Page text:
The Dec. 30, 2022, court order stops the law from being implemented until the court hears the case and decides whether to grant a preliminary injunction. A hearing is scheduled for Jan. 13. If the court decides that the law can move forward, AB 257 may take effect.

A coalition of restaurant and business groups is backing an effort to overturn the law through a referendum on the California ballot in November 2024. If the referendum qualifies for the ballot, it would block the FAST Recovery Act until voters weigh in. The deadline for election authorities to verify a sample of signatures is Jan. 25.

"Looking into my crystal ball, I believe there is a high chance that the referendum will qualify for and be on the 2024 ballot, thus pausing implementation of the law. This will be a heavily fought ballot initiative with labor on one side and business on the other," said Robert Rodriguez, an attorney with Ogletree Deakins in Sacramento. "Given the inflationary climate right now, California voters may be receptive to the argument that FAST Act will significantly increase the costs and prices."

Extracted information:
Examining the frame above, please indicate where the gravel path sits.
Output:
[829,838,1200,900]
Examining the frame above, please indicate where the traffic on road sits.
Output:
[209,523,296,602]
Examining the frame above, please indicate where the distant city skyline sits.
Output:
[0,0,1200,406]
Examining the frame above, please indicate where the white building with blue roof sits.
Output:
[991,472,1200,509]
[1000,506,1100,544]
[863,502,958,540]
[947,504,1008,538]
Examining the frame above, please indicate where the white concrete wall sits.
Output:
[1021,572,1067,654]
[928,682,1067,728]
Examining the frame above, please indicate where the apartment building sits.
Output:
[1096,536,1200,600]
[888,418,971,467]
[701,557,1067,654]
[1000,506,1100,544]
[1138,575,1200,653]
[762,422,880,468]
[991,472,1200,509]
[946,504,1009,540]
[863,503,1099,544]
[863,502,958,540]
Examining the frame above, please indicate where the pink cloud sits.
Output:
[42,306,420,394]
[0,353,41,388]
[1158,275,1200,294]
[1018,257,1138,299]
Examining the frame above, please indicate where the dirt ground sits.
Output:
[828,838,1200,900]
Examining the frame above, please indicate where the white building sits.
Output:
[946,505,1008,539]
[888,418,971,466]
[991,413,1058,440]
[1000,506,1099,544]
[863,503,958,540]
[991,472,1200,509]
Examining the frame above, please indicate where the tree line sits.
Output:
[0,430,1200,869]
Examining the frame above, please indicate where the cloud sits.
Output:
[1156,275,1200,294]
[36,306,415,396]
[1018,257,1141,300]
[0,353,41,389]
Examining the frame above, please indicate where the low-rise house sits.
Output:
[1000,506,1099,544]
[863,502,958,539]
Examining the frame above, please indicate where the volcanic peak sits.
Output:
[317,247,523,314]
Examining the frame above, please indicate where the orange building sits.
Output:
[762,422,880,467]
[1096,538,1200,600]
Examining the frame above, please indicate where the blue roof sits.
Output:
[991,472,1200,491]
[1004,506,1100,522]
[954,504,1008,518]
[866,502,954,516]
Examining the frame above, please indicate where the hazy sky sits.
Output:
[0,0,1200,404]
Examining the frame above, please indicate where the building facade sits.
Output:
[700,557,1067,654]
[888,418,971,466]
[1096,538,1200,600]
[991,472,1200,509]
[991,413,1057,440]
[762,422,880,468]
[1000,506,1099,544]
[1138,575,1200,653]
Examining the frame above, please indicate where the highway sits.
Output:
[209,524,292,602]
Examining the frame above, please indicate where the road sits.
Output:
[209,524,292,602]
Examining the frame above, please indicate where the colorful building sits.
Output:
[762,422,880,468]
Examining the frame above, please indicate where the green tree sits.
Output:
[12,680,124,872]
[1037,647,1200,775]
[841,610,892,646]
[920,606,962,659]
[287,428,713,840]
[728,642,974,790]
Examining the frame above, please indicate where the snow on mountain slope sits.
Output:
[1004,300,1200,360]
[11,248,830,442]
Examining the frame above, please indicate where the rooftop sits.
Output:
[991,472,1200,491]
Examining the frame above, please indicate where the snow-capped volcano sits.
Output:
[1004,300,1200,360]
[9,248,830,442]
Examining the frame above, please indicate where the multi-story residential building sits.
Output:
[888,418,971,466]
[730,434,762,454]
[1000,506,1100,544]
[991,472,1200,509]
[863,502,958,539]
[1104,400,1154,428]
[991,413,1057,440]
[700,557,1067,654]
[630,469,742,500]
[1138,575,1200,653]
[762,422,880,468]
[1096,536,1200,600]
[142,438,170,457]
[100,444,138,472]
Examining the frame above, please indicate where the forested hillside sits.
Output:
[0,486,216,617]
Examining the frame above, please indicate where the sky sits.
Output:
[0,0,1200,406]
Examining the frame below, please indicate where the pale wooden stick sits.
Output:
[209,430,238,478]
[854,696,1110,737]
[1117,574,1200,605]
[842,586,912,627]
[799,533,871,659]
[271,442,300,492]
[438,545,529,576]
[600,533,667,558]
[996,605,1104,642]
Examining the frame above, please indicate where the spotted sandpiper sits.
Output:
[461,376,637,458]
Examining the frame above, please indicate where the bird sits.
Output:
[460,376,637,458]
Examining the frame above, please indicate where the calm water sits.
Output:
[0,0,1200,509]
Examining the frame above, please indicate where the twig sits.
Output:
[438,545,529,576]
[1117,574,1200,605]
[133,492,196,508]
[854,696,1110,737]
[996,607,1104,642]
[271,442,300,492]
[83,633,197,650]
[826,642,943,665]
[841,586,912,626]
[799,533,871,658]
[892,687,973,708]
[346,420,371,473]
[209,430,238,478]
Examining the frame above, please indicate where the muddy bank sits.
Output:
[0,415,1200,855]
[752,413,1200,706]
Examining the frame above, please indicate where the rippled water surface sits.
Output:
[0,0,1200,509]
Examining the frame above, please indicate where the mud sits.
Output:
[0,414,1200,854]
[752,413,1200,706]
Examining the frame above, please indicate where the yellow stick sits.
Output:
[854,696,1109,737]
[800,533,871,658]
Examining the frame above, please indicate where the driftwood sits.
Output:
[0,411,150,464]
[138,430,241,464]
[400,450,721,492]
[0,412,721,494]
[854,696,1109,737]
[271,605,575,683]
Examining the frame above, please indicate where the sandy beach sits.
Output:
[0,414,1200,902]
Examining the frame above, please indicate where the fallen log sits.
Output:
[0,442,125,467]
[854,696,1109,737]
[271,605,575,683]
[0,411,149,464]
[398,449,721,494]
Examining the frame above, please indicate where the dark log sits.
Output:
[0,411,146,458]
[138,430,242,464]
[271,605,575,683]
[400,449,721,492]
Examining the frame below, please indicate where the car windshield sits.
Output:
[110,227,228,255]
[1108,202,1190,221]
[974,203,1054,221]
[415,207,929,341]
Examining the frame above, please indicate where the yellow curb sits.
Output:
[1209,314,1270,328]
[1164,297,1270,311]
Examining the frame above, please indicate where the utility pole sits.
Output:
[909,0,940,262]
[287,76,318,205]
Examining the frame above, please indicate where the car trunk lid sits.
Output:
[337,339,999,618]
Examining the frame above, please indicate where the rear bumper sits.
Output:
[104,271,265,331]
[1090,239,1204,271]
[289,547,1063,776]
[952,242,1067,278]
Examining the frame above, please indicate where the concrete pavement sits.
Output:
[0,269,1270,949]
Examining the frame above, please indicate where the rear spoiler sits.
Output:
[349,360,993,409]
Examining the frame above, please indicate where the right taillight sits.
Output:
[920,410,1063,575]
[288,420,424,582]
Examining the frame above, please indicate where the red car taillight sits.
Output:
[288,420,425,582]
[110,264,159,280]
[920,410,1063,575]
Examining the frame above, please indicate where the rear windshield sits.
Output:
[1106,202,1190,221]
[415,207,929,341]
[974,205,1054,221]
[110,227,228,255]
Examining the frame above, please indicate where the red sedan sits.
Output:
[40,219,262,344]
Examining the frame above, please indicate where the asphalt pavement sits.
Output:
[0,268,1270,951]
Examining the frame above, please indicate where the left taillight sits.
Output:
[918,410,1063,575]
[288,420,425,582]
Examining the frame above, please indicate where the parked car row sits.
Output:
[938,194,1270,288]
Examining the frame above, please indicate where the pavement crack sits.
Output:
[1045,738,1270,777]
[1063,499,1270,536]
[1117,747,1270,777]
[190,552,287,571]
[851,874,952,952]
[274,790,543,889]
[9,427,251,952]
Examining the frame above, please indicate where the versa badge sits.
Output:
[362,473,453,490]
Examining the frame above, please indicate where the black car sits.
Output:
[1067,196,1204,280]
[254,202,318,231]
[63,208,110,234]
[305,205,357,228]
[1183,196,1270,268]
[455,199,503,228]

What you should do: Continue the text on the court challenge and referendum effort against California's FAST Recovery Act, starting after its last sentence.

Answer to this task:
SEIU California, a group of local unions, filed complaints with California Attorney General Rob Bonta and California Secretary of State Shirley Weber, alleging that signatures supporting the referendum were obtained fraudulently. The petition circulators misled voters to believe that the petition would raise the minimum wage for fast-food workers, the complaints alleged.

Opponents of the law, including the U.S. Chamber of Commerce, the National Restaurant Association and the International Franchise Association, argued that the law unfairly singled out the fast-food industry and would increase labor costs and thus drive up food prices.

"We think voters need to have a say when laws like the FAST Act would fracture the restaurant industry and harm the people who make restaurant businesses great," said Michelle Korsmo, president of the National Restaurant Association.

Legal Provisions

The law would apply to fast-food and fast-casual restaurants in California with more than 100 locations nationwide that share a common brand or are characterized by standardized options for decor, marketing, packaging products and services. Bakeries are not included.

The law would form a 10-member council to establish standards for safety and working conditions. The council could increase the state minimum wage up to $22 per hour in 2023 and by up to 3.5 percent annually after that. It also could set minimum standards for maximum hours worked, working conditions and workplace security. The council cannot mandate paid sick leave or paid vacation, and it cannot set regulations related to predictive scheduling.

The council's recommendations would be sent to the California Legislature and automatically become effective, unless lawmakers enact legislation preventing them from taking effect.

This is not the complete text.